What is expected
Return each entry word for word, without its pictures.

=-=-=-=-=

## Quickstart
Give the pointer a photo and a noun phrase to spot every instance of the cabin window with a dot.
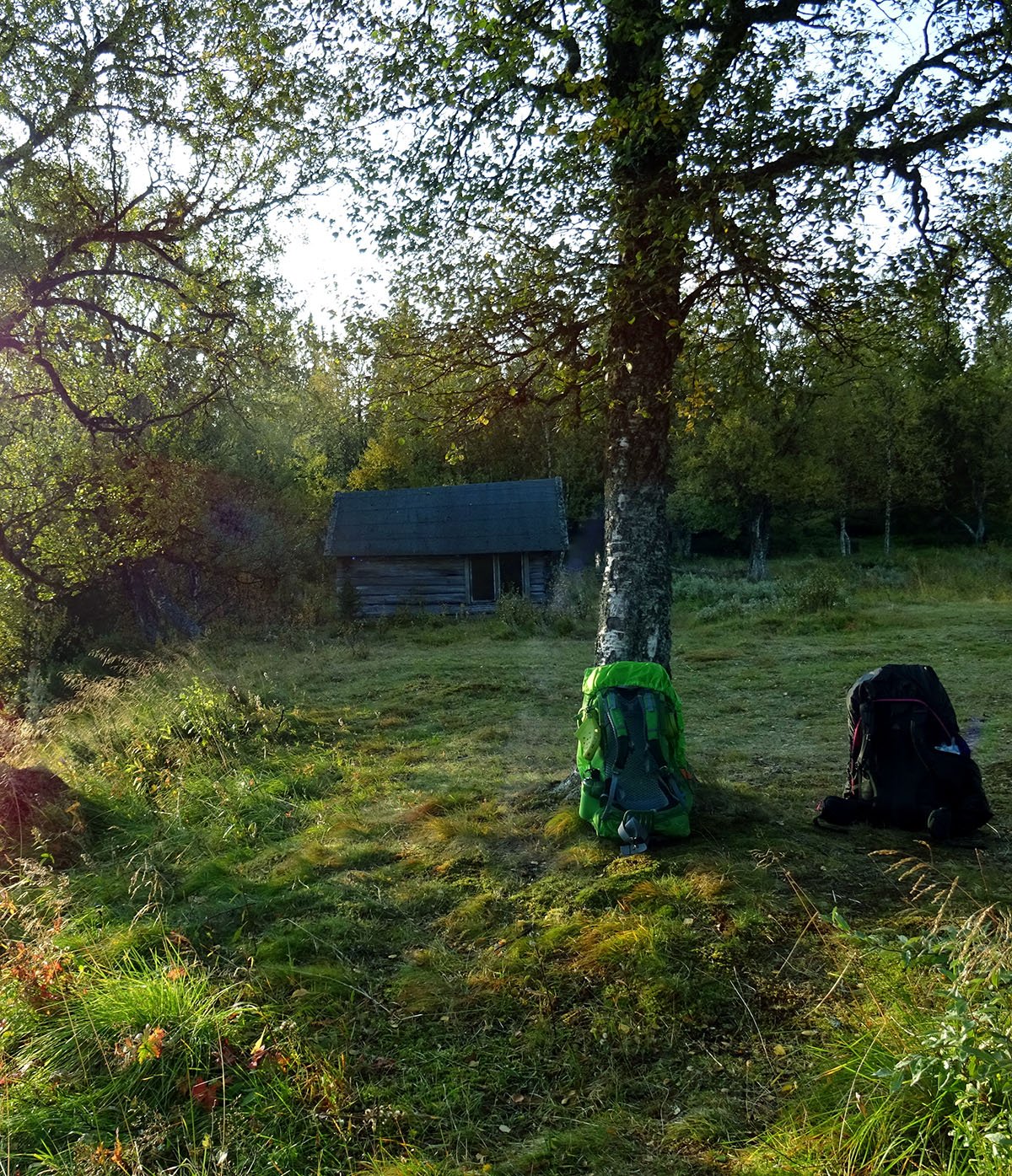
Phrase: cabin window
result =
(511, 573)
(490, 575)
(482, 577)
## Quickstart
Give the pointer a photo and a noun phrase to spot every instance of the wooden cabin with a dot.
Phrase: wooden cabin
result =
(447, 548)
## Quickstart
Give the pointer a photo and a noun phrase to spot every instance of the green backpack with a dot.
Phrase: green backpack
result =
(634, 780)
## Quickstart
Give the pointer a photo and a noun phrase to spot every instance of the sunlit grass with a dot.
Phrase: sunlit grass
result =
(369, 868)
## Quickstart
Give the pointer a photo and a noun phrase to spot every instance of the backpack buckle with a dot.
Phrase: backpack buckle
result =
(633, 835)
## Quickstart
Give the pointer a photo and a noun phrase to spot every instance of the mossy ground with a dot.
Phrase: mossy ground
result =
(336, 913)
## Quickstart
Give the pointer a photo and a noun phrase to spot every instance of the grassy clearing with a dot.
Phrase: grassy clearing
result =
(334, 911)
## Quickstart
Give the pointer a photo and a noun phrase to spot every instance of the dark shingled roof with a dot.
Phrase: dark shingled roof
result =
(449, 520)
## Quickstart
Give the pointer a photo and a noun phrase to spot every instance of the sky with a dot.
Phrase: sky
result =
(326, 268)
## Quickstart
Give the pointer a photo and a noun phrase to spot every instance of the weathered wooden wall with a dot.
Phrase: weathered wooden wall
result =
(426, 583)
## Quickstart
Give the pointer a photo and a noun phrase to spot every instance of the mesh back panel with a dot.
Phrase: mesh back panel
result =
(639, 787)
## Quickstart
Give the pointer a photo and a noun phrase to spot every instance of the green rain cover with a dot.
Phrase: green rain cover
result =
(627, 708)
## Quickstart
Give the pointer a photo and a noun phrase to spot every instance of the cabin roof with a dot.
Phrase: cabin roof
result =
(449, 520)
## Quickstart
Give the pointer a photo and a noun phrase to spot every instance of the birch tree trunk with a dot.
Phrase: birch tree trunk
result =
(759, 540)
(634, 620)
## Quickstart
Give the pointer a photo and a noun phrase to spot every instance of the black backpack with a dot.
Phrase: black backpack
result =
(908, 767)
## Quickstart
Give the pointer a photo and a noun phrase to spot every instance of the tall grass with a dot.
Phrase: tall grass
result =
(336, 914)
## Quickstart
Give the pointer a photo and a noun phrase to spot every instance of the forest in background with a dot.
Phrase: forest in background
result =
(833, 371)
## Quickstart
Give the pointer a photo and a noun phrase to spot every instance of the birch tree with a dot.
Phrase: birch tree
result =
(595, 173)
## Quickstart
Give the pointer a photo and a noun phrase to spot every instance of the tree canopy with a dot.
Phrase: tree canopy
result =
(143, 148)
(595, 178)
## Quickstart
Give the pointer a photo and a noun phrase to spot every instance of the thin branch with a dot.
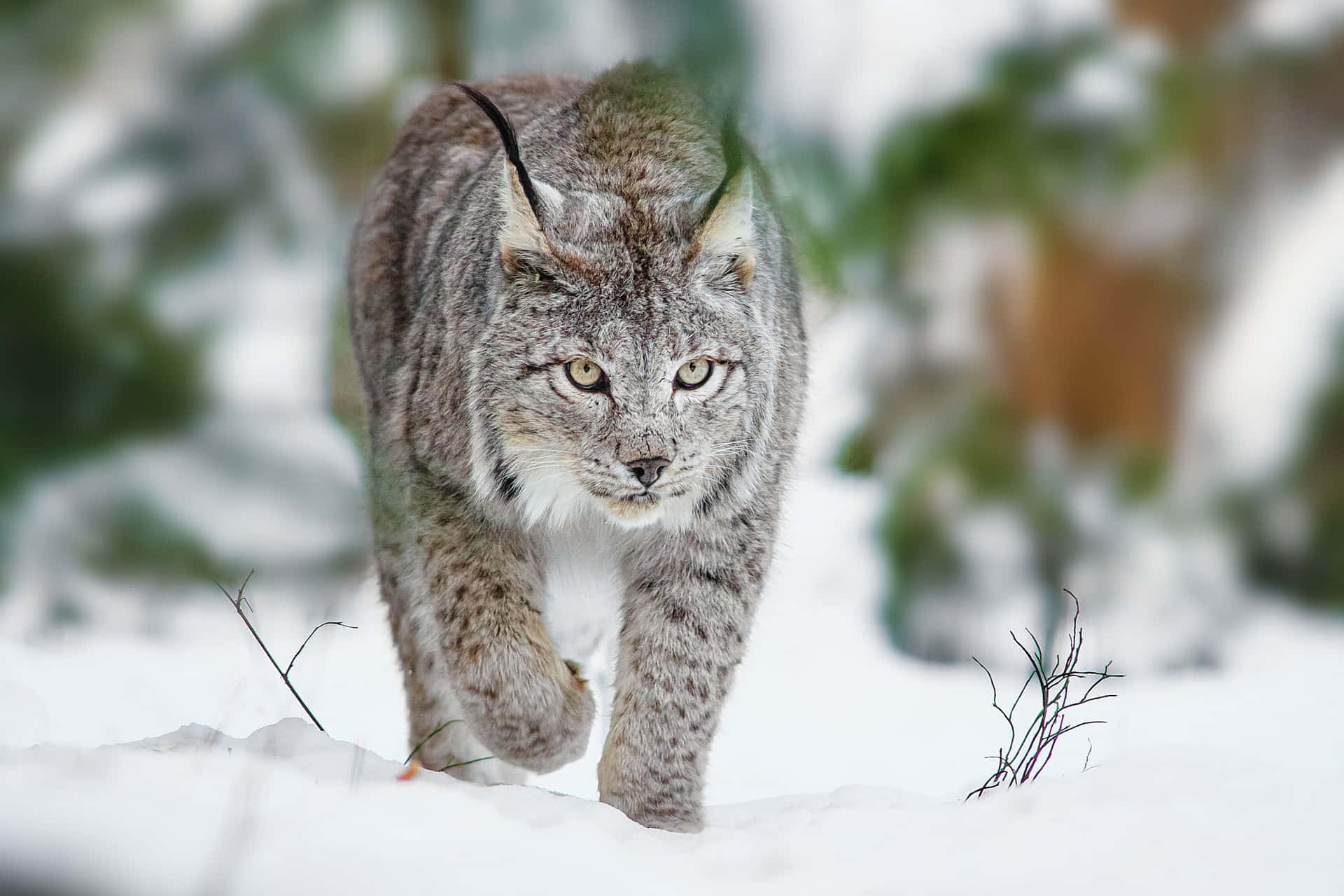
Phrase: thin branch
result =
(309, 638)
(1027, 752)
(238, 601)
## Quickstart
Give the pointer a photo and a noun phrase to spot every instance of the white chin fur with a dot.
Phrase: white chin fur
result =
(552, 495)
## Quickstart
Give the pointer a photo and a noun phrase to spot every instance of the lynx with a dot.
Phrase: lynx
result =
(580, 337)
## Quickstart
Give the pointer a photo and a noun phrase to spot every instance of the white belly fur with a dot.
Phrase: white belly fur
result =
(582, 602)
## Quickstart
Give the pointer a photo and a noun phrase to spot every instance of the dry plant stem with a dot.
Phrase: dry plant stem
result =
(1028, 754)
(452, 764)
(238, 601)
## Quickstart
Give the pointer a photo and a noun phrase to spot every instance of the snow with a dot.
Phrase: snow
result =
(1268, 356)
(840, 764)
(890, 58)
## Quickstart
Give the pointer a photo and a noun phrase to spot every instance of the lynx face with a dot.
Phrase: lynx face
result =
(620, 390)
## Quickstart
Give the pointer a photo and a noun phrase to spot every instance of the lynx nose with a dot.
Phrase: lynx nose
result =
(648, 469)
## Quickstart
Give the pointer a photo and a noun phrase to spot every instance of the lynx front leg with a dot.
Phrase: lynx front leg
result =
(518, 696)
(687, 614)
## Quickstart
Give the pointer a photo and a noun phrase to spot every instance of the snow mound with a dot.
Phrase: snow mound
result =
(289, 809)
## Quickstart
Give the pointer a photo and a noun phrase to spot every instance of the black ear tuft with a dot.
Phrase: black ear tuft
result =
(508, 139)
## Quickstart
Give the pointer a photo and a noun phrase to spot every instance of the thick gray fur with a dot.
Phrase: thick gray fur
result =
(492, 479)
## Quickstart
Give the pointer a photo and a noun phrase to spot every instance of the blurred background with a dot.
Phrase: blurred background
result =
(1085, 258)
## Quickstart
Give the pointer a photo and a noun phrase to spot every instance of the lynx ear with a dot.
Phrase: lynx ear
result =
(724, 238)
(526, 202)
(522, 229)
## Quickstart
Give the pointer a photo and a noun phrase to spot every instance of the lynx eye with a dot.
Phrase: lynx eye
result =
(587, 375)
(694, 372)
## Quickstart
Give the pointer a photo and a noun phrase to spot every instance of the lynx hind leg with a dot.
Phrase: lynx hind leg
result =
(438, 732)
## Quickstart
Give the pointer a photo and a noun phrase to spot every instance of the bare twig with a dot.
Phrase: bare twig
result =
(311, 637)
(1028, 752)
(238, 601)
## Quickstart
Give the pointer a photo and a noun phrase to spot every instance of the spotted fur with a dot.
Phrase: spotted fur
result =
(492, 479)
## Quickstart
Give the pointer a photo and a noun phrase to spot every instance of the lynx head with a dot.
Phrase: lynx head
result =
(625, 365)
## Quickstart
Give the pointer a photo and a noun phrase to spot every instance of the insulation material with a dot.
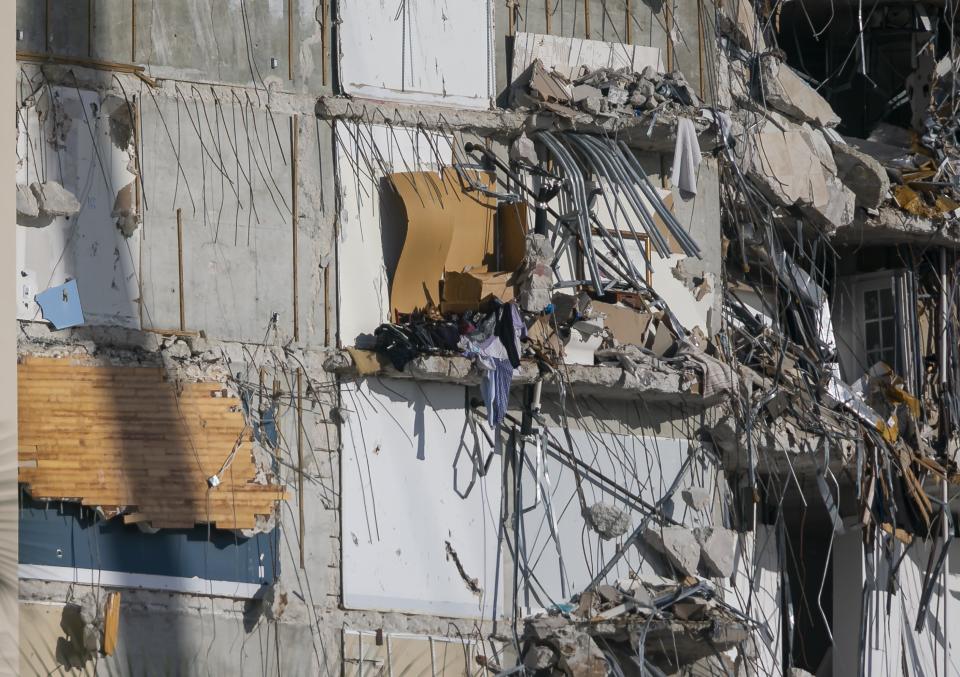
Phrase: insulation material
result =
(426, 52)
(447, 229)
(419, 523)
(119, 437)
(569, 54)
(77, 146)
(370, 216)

=-=-=-=-=

Response
## Quickstart
Give the pointer a photo and a noun phrase to spot every instance of the cabin window with a dot.
Phrase: cabin window
result =
(511, 573)
(490, 575)
(482, 577)
## Quickstart
Give the pointer a photo and a noun phrase to spot every instance of the wooden cabin with a dot.
Phrase: wooden cabin
result =
(447, 548)
## Quickstart
Give the pointer a photo and a noun phrase to spot every instance of the green backpack with a dot.
Phrase: green backpack
result =
(634, 780)
## Quickstart
Give the pointer a photo and a noun phrase to spot every instance of the sunlit grass with a dot.
Phrase: sunlit grass
result =
(369, 868)
## Quickstart
Give the pointer a photo and a noun phrase to spot every instance of the backpack buckle with a dot.
Phrase: backpack buckle
result =
(633, 835)
## Quickstart
Give the pointer a photo and a noun phrase to spot every instance of the mossy ground with a dot.
Phrase: mossy ground
result =
(336, 913)
## Quickstart
Give the pointer a photo and a noun phrase to spot every instance of the grassy clearing with a dot.
Phrase: grassy clearing
result =
(334, 911)
## Quickstart
Give the pointer a photo and a noun phrase to spot every instance of the dark shingled roof with a dot.
Phrase: dark shingled roof
result =
(449, 520)
## Quickstart
Give the pointer a photo and a noun phrase to spot every instance of the sky with a dot.
Phrase: sky
result =
(326, 268)
## Quickstart
Give the pointer a photo and a noun phrase to spot every instance of the weathered wooden wall with a dot.
Phrase: weathered wooden wall
result =
(426, 583)
## Quickstart
Give the pointer a photo and a noun phrase to spot every instance of the mesh back panel with a dot.
Phrase: mesh back panel
result =
(639, 787)
## Quickstart
Give the pointer a photo and a noun phrase to spot every instance of the green rain cover with a dot.
Phrase: green rain cover
result =
(627, 708)
## Quickstart
Give the pointer a photo and a noun phrase to spot every instance of the cabin roof with a dot.
Phrase: cabin roof
result =
(449, 520)
## Quickstart
Give the pointer a photo and a noun phrase to spot every instance of the birch tree trunk with a dot.
Phrase: birch tree trunk
result =
(759, 540)
(634, 620)
## Quickstart
Give the pointer a photo and a noun phrase to spot every instance of the black backpack with a dot.
Phrase: black backpack
result =
(908, 767)
## Quickstart
Give the pointer a photo and a noun phrase to spot every instance of the tall grass with a dot.
Phrase: tall grass
result =
(336, 914)
## Quickstart
Give the pointer a photo and a noun phrase to spot every instance of the forest in background with a dot.
Phrase: forest in background
result =
(833, 371)
## Quickstart
Give the pointer a photo and a noun phrase to spot every instance of the birch tree with a dot.
Phrase: birch tree
result =
(595, 173)
## Quickstart
Give the pointer a photo and a noun phrase to spot every instance of the tree canopy with a dot.
Phrase: tree canopy
result =
(143, 148)
(595, 178)
## Quickstart
Give the pointer a photo and a noun phrase to spot every instance of the thin branch with a dot.
Phrase: thin branch
result =
(309, 638)
(1027, 752)
(238, 601)
## Quickstart
Give the pointer a photo and a noun phrase to spot every instance of the white chin fur with a dot.
Phrase: white chin fur
result =
(552, 495)
## Quickstart
Give the pointer a photo and a noun phrase to spot every instance of the lynx with a dot.
Phrase: lynx
result =
(580, 337)
## Quickstart
Give the pointer a photo and a noun phrase to spot every instance of the white belly fur with a dot.
Phrase: white belly fur
result =
(582, 602)
## Quickstart
Give the pointer a photo and a noun phrase to spot every instance of the dry plant stem with a dot.
Phrase: dry plant stem
result =
(1028, 754)
(452, 764)
(238, 601)
## Quickstart
Give the pointer a photo and a noun phrase to spot every instance of the snow with a dot.
Phrase: snow
result =
(1268, 356)
(840, 764)
(890, 58)
## Quickstart
Give the pointer a photo and a noun phrase to spot every instance of the lynx face with a dot.
Phrase: lynx face
result =
(620, 390)
## Quickstart
Give the pointer a photo and a noun phrase to spot every instance of the lynx nose with a dot.
Phrase: lynx nose
result =
(648, 469)
## Quickstart
Give the pointer a photo and a noun phrase to spot every instance of the lynx front leg with a dot.
Phrase: lynx front leg
result =
(518, 696)
(687, 614)
## Quickstart
Give the pointer a photo and a noun phrase to spot every instance of the snow mound with a dot.
Phrase: snow mound
result =
(289, 809)
## Quickstart
Give the pointer a photo and a noun phrase to spot every instance of the black ear tuft with a dot.
Phrase: black ear tuft
result =
(508, 139)
## Quickstart
Give the pointer a photo and a noun phrase to spot every instance of the thick gray fur with a dot.
Phrase: thick gray fur
result =
(492, 479)
## Quickstart
Give the pointer a photo and a noun phrase to spot every instance of the blurred background with a dot.
Phrase: blurred background
result =
(1085, 258)
## Quickstart
Give the pointer a photo and a noun phrase to spot every instance of the lynx ear with a dot.
Phrase: lynx ear
result =
(724, 238)
(526, 202)
(522, 229)
## Quickstart
Give the pointer a photo and a noun phrase to spot every instance of the lynx eye with a dot.
Phrase: lynx eye
result =
(587, 375)
(694, 372)
## Quickstart
Give the pointer a photo and a noun phrase to spot every instance of the lynx hind leg with a dot.
Phrase: lynx hind leg
result =
(438, 732)
## Quickstart
Give the pointer a photo and a noun phrase to spot every instance of the bare twig with a dot.
Phrase: bare twig
result =
(311, 637)
(1028, 752)
(238, 601)
## Quickstart
Give the pointer a photo and a noun phrase to spot every instance of the spotted fur with a dot.
Phrase: spotted fur
result =
(492, 479)
## Quickstart
Give the pointer a photo and a noun phrase to spot every instance of the lynx head with a dot.
Phrase: lynx head
result =
(625, 365)
## Quickstart
Give the pointer a photo and a noun phrase to spot every instance of the insulation material with a dot.
Phrase: insulation material
result =
(426, 52)
(447, 229)
(419, 523)
(119, 437)
(569, 54)
(77, 146)
(370, 216)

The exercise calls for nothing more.